* _Extrait choisi_
━━━━
J’ai déjà exposé dans Pensées antispécistes #1.2 la raison la plus immédiate de considérer qu’il y a quelque chose de particulièrement mauvais à tuer une personne. Elle est liée à la définition même de ce concept et, pour rappel, Singer nous l’expose ainsi:
Un être doué de conscience de soi est conscient de lui-même en tant qu’entité distincte, avec un passé et un futur. Un être conscient de lui-même de cette façon est capable d’avoir des désirs au sujet de son propre futur. Un étudiant pourrait avoir hâte d’obtenir son diplôme; un enfant pourrait vouloir aller à une fête d’anniversaire; un professeur de philosophie pourrait espérer écrire un livre critiquant quelque croyance éthique couramment acceptée. Prendre la vie de n’importe laquelle de ces personnes, sans leur consentement, c’est contrecarrer leurs désirs pour le futur.
D’après cet argument, la mise à mort d’une personne serait donc mauvaise car elle la prive de l’accomplissement de ses désirs et projets d’avenir. Mais cela est-il vraiment si évident que cela? Après tout, une fois mort nous sommes dans l’incapacité de ressentir la frustration que nous causerait autrement cette privation. Ces désirs disparaissent en même temps que nous. Doit on en conclure qu’il n’y a donc rien de particulièrement mauvais à tuer une personne, et que cette doctrine de la sacralité de la vie serait donc erronée quelque soit la façon dont on la comprend? C’est avec cette question que tout se complique, car la réponse dépend de la position éthique que l’on adopte. Il faut donc que je commence par vous expliquer ces différentes positions.
Quelques définitions
En philosophie éthique, on oppose souvent deux grand courants: le déontologisme et le conséquentialisme (ii). Commençons par définir le second. Etant donné que je suis un peu fainéant, voyons ce que Wikipédia nous dit à ce sujet:
Le conséquentialisme fait partie des éthiques téléologiques et constitue l’ensemble des théories morales qui soutiennent que ce sont les conséquences d’une action donnée qui doivent constituer la base de tout jugement moral de ladite action. Ainsi, d’un point de vue conséquentialiste, une action moralement juste est une action dont les conséquences sont bonnes. Plus formellement, le conséquentialisme est le point de vue moral qui prend les conséquences pour seul critère normatif.
Bon, ça commence avec des grands mots un peu effrayants mais c’est surtout la dernière phrase qui m’intéresse: « Plus formellement, le conséquentialisme est le point de vue moral qui prend les conséquences pour seul critère normatif ». Autrement dit, une théorie conséquentialiste est une théorie qui juge du bien fondé d’une action sur la seule base de ses conséquences.
━━━━
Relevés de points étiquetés
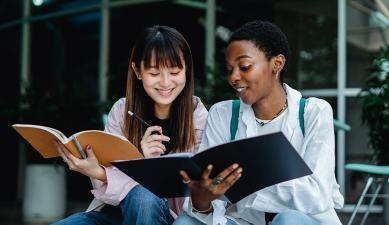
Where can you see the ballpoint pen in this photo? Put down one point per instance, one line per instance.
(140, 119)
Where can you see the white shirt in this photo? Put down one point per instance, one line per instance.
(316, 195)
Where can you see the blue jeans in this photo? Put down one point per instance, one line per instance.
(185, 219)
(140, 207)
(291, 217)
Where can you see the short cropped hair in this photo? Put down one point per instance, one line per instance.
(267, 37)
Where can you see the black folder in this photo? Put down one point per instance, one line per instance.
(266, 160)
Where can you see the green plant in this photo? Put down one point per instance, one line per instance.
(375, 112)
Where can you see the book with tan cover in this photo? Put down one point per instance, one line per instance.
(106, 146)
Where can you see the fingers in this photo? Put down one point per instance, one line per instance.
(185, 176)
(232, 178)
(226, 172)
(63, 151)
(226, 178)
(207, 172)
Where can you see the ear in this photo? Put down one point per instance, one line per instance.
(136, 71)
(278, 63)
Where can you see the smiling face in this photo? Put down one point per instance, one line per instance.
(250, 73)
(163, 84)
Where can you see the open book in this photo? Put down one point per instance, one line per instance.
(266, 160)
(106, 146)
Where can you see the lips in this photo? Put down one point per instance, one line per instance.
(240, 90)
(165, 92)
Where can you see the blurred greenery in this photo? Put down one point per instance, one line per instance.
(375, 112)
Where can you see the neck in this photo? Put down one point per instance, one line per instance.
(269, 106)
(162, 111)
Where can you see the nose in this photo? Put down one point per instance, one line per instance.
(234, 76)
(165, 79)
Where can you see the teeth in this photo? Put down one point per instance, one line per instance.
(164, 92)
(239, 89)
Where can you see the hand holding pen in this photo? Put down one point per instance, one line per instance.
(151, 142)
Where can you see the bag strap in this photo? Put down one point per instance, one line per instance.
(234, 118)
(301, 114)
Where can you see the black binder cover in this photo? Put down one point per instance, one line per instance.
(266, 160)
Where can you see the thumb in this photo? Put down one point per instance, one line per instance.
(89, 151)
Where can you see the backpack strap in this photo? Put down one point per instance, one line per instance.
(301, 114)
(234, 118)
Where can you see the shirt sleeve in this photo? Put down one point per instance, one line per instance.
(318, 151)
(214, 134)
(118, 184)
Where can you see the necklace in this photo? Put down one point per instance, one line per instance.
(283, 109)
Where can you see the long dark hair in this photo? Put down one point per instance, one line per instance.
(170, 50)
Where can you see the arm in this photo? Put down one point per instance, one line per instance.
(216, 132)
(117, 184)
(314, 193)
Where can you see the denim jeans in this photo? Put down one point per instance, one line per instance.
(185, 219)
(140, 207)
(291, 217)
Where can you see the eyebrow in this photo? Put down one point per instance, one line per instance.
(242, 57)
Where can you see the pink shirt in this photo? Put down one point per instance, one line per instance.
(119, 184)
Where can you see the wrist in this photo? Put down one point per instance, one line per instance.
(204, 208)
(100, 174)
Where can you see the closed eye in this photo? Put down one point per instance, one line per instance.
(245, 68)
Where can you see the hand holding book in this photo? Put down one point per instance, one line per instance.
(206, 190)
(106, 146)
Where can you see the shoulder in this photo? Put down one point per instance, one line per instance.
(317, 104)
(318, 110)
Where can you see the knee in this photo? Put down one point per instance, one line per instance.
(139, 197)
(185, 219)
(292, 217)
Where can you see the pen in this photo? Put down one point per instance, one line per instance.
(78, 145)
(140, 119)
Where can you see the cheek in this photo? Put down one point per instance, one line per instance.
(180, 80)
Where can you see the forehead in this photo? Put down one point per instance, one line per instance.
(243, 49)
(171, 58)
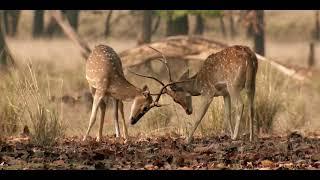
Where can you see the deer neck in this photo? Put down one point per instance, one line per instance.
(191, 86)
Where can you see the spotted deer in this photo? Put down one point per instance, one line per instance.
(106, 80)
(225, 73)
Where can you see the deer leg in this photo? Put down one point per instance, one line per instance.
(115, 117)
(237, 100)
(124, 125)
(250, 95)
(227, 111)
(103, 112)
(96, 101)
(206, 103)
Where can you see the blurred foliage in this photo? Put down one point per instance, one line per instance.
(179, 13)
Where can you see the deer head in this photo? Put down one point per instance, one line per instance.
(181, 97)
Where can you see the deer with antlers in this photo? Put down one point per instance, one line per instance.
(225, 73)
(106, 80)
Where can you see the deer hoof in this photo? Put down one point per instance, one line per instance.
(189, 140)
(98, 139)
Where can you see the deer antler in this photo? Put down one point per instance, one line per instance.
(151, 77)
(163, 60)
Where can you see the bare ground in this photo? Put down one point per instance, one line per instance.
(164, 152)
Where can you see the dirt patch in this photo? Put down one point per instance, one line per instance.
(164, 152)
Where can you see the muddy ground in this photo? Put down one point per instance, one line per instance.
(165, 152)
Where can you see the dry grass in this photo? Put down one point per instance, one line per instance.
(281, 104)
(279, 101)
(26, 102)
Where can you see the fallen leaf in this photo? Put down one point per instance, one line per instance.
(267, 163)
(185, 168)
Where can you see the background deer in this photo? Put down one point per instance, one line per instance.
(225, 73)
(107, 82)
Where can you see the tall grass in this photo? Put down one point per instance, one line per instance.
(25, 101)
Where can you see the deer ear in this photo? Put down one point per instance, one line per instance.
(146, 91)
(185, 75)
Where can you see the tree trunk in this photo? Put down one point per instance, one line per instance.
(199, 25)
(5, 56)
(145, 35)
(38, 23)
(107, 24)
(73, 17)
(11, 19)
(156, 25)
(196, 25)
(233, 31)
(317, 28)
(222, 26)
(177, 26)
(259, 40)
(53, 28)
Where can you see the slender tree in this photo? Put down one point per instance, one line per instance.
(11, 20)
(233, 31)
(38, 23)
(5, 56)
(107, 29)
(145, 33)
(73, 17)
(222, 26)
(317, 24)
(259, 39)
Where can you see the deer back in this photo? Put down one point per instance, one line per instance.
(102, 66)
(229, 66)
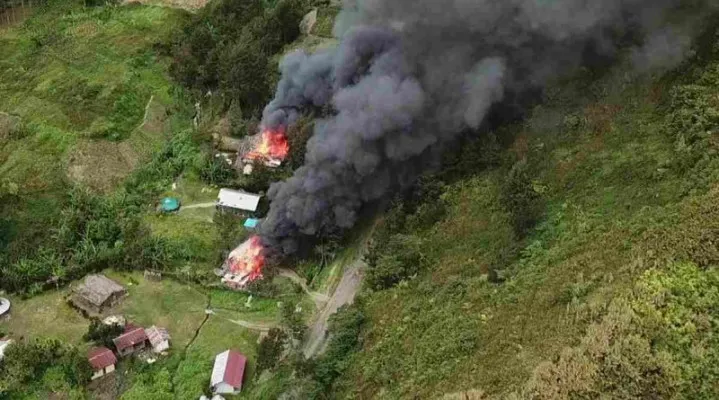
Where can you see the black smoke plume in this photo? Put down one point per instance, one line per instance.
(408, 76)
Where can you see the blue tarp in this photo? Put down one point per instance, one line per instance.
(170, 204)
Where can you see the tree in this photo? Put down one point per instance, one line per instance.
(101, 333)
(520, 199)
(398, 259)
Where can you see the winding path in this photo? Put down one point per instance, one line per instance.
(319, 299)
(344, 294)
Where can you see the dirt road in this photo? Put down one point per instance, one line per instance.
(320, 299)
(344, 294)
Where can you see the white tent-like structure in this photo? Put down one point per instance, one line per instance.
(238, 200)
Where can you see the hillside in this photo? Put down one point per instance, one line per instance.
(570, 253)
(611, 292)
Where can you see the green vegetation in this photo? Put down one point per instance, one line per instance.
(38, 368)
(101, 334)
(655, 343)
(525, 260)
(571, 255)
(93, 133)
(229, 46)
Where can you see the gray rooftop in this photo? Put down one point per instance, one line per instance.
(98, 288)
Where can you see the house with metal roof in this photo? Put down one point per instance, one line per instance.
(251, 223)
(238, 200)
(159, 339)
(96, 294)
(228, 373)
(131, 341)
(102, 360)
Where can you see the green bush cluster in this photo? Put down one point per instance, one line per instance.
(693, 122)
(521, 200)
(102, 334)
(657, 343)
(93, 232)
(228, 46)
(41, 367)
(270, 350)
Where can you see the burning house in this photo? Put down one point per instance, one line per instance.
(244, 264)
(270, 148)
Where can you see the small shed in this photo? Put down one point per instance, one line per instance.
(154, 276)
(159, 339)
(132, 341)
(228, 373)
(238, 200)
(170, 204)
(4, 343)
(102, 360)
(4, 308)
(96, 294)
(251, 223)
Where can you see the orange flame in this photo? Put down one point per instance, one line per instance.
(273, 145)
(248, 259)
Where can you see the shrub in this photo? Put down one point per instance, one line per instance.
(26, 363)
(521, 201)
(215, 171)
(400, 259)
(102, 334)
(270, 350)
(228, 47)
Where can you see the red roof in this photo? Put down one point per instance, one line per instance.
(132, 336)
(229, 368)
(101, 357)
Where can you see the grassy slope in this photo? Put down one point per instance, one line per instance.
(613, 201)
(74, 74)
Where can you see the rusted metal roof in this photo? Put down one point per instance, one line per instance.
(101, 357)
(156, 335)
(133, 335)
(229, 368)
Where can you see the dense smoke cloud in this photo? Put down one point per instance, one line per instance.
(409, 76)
━━━━
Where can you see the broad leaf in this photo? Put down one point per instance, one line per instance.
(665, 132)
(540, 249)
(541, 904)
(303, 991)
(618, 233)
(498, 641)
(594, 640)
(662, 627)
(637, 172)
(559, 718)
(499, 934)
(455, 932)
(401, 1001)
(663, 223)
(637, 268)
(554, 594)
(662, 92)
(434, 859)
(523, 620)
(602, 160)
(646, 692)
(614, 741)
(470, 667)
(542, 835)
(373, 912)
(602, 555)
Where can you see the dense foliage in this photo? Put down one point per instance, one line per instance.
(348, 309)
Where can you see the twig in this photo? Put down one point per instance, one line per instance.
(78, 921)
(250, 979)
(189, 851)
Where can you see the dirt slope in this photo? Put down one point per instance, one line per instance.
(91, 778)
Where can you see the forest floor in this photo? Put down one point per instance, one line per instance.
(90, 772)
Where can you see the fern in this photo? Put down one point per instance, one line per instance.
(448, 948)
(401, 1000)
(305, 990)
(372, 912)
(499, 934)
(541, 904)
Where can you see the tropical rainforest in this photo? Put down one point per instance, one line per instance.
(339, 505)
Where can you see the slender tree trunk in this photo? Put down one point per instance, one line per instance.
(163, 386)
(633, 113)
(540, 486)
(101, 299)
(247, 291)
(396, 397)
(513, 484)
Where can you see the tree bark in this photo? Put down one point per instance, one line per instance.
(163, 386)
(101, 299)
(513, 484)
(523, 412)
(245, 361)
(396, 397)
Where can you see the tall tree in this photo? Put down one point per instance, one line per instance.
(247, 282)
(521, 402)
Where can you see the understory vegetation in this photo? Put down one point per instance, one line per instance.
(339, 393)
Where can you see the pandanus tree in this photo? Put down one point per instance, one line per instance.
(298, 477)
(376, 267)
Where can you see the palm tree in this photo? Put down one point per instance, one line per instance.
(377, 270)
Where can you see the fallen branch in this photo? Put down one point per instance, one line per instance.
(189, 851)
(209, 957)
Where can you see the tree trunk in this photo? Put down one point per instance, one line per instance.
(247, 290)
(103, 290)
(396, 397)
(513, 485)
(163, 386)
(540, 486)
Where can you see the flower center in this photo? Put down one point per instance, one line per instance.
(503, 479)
━━━━
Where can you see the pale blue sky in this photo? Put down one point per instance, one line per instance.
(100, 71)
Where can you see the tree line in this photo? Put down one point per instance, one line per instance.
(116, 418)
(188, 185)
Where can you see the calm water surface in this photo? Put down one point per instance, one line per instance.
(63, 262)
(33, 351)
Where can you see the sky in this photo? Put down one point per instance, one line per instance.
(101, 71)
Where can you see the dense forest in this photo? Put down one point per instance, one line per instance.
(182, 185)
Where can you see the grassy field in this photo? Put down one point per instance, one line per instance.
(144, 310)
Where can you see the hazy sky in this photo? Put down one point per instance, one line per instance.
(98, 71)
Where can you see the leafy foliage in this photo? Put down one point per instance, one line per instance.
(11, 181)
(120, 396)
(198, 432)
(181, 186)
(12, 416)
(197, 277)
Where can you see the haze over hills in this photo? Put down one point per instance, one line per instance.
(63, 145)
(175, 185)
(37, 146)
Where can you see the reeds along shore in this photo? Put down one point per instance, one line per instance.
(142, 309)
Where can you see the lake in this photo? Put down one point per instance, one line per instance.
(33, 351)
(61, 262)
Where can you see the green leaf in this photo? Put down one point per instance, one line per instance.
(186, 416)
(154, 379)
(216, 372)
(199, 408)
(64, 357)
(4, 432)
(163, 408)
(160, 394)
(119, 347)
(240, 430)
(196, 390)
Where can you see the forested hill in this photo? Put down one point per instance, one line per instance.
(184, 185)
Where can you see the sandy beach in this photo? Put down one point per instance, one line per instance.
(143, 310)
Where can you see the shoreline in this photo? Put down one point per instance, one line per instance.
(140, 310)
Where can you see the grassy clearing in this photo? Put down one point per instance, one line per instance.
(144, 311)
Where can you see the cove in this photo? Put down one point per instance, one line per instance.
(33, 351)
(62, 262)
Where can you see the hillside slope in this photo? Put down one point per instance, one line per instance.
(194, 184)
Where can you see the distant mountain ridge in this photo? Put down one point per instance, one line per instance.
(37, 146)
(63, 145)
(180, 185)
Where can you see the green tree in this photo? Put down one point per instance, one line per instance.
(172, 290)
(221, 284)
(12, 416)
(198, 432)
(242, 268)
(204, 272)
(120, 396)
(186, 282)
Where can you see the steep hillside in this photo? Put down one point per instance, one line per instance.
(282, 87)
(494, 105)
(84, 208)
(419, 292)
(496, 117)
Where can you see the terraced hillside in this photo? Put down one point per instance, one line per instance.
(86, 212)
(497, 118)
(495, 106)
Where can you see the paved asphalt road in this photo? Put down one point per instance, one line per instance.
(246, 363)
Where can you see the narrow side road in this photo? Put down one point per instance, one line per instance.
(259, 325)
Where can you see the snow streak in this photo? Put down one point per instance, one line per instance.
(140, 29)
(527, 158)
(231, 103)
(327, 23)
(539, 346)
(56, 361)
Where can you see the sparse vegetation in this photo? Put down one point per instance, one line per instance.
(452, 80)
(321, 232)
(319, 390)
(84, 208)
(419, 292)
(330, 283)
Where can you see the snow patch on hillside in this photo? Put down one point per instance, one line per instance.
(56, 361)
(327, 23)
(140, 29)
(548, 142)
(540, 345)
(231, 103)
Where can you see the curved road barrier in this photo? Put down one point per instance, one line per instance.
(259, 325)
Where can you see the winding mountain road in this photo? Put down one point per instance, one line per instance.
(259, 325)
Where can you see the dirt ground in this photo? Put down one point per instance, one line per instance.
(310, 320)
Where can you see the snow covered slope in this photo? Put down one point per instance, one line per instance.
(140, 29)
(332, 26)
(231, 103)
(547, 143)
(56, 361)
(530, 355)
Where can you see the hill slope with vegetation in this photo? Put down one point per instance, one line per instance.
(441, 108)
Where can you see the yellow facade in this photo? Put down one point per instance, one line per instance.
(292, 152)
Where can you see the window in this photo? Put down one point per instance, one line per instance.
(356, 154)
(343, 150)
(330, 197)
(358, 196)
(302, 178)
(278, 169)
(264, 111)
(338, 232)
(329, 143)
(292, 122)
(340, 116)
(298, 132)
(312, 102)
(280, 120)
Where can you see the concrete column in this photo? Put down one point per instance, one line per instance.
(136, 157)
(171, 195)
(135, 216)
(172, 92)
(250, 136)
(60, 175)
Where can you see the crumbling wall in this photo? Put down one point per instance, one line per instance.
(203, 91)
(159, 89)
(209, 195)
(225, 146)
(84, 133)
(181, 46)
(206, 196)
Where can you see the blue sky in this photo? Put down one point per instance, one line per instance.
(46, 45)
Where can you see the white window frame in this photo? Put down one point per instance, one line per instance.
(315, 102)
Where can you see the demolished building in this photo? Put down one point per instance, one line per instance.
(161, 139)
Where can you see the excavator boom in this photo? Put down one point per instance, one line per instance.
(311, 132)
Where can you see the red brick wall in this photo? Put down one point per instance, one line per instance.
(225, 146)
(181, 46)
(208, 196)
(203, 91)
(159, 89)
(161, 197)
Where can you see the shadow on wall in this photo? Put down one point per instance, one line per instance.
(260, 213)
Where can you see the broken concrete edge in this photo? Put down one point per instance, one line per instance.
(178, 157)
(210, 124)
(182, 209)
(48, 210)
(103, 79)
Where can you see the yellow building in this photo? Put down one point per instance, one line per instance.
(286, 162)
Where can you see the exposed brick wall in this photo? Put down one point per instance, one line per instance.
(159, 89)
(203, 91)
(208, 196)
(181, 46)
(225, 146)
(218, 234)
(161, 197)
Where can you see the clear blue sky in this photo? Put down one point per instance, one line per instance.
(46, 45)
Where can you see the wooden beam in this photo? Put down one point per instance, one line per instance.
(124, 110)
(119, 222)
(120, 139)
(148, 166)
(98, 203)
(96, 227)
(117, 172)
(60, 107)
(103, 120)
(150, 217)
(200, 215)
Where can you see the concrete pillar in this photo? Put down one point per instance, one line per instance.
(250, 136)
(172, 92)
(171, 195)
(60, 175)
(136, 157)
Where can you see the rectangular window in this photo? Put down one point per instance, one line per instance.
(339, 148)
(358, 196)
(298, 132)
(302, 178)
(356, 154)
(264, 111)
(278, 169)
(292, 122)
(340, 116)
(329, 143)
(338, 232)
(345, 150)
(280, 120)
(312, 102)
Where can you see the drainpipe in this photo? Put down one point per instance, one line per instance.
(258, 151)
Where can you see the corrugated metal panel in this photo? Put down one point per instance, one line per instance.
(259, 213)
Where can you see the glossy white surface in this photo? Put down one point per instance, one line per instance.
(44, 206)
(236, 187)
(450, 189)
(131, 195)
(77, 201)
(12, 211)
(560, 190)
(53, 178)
━━━━
* _Série d'exercices_
1. Répondez aux questions suivantes à partir de l'extrait choisi.
(a) D'après la citation de Singer, de quoi un être conscient de lui-même est-il capable ?
(b) Quels sont les deux grands courants que l'on oppose souvent en philosophie éthique ?
(c) Selon la définition tirée de Wikipédia, quel est le seul critère normatif du conséquentialisme ?
2. Citez le passage de l'extrait choisi qui commence par « J’ai déjà exposé » et se poursuit jusqu'à « pour le futur. ».

* _Réponses données_
1.
(a) Il est capable d'avoir des désirs au sujet de son propre futur.
(b) Le déontologisme et le conséquentialisme.
(c) Les conséquences.

2.
J’ai déjà exposé dans Pensées antispécistes #1.2 la raison la plus immédiate de considérer qu’il y a quelque chose de particulièrement mauvais à tuer une personne. Elle est liée à la définition même de ce concept et, pour rappel, Singer nous l’expose ainsi:
Un être doué de conscience de soi est conscient de lui-même en tant qu’entité distincte, avec un passé et un futur. Un être conscient de lui-même de cette façon est capable d’avoir des désirs au sujet de son propre futur. Un étudiant pourrait avoir hâte d’obtenir son diplôme; un enfant pourrait vouloir aller à une fête d’anniversaire; un professeur de philosophie pourrait espérer écrire un livre critiquant quelque croyance éthique couramment acceptée. Prendre la vie de n’importe laquelle de ces personnes, sans leur consentement, c’est contrecarrer leurs désirs pour le futur.